» THE PROBLEM: Please update the rows from the line containing "label**, it would be much appreciated." through the line containing "937 395 L 714" by changing "plant label" to "plant marker", keeping everything else the same, and give back only those lines.
== THE INPUT
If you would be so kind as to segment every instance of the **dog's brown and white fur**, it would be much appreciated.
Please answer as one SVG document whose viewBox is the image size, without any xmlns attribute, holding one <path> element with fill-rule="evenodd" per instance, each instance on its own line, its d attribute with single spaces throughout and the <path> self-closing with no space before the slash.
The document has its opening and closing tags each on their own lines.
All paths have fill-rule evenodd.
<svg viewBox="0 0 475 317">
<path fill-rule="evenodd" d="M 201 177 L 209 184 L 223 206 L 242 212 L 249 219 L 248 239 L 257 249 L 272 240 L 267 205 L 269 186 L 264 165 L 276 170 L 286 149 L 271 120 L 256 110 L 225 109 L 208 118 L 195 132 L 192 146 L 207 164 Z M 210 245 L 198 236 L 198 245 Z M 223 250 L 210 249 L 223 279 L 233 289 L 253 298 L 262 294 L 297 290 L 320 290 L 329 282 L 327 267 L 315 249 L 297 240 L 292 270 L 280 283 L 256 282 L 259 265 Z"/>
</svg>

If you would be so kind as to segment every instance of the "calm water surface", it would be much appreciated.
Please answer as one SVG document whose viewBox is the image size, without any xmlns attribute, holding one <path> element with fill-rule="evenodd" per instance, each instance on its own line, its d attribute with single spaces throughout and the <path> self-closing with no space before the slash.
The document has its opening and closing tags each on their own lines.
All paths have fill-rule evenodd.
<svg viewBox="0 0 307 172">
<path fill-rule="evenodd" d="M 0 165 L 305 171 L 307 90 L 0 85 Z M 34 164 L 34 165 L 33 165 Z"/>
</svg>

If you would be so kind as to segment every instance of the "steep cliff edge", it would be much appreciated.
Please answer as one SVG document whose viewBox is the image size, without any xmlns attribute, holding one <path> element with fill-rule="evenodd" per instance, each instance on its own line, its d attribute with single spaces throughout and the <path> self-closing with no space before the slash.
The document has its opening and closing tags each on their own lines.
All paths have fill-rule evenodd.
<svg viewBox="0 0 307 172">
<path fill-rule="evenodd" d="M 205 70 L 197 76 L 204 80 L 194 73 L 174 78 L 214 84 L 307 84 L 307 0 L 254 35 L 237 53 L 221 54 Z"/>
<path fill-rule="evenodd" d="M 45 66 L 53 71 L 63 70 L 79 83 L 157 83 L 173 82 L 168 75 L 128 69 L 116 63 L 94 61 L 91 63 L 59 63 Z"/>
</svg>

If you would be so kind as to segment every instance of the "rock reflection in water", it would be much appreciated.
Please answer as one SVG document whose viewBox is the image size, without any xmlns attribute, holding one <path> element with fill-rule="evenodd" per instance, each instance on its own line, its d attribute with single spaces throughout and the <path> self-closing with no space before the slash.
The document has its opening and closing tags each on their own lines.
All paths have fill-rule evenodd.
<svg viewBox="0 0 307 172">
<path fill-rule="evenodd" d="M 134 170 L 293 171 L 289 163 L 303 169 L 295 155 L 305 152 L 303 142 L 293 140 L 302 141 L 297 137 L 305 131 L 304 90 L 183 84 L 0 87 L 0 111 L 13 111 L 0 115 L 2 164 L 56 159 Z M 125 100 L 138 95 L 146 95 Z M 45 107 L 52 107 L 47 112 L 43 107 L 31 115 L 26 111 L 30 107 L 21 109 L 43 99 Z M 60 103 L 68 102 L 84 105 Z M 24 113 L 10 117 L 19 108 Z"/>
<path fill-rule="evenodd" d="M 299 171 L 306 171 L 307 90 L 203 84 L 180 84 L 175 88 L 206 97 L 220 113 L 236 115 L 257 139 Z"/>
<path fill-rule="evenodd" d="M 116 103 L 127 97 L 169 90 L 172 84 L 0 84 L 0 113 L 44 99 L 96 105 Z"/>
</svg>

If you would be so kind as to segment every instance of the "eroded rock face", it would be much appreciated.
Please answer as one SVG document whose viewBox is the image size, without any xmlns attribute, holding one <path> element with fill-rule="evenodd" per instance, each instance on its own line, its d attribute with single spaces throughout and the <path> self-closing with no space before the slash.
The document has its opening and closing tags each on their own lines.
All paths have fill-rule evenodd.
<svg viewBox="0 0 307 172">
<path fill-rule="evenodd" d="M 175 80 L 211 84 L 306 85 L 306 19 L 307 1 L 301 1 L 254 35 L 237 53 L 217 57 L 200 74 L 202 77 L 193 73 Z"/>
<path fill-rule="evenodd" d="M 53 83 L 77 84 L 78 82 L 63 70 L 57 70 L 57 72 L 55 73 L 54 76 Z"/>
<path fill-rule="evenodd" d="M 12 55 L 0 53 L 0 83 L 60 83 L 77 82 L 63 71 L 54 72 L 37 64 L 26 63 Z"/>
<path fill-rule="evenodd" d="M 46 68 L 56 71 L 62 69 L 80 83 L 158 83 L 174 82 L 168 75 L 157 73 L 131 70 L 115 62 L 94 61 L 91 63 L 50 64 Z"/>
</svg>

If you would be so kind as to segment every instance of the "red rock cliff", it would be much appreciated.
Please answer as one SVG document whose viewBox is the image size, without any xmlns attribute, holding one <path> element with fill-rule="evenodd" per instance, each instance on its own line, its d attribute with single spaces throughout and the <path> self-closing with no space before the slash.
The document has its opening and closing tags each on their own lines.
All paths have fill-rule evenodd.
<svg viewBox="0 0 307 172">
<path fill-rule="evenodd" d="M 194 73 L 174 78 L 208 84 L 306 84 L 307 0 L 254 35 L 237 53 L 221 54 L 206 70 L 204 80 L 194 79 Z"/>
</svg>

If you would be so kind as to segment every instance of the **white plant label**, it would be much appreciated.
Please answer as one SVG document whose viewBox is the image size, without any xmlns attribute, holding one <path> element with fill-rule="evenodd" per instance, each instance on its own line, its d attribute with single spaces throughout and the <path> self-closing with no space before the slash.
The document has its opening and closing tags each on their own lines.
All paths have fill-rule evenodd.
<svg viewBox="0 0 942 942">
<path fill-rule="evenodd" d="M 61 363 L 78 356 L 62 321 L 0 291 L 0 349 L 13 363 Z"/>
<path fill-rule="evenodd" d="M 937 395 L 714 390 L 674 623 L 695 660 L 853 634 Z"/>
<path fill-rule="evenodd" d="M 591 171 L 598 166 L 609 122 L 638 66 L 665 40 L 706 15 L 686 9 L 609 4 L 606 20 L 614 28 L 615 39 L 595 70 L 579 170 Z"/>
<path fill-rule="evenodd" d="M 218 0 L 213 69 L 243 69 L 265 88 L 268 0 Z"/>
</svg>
====
» ANSWER TO THIS PROBLEM:
If you would be so kind as to segment every instance of the **white plant marker**, it would be much appreciated.
Please answer as one SVG document whose viewBox is the image size, without any xmlns attribute, holding one <path> element with fill-rule="evenodd" per instance, each instance on its own line, its d attribute with single spaces throughout and the <path> self-closing with no space before the slash.
The document has its opening and closing tags each on their own lines.
All paths have fill-rule evenodd.
<svg viewBox="0 0 942 942">
<path fill-rule="evenodd" d="M 61 363 L 78 356 L 62 321 L 0 291 L 0 349 L 13 363 Z"/>
<path fill-rule="evenodd" d="M 937 395 L 714 390 L 674 623 L 695 660 L 853 634 Z"/>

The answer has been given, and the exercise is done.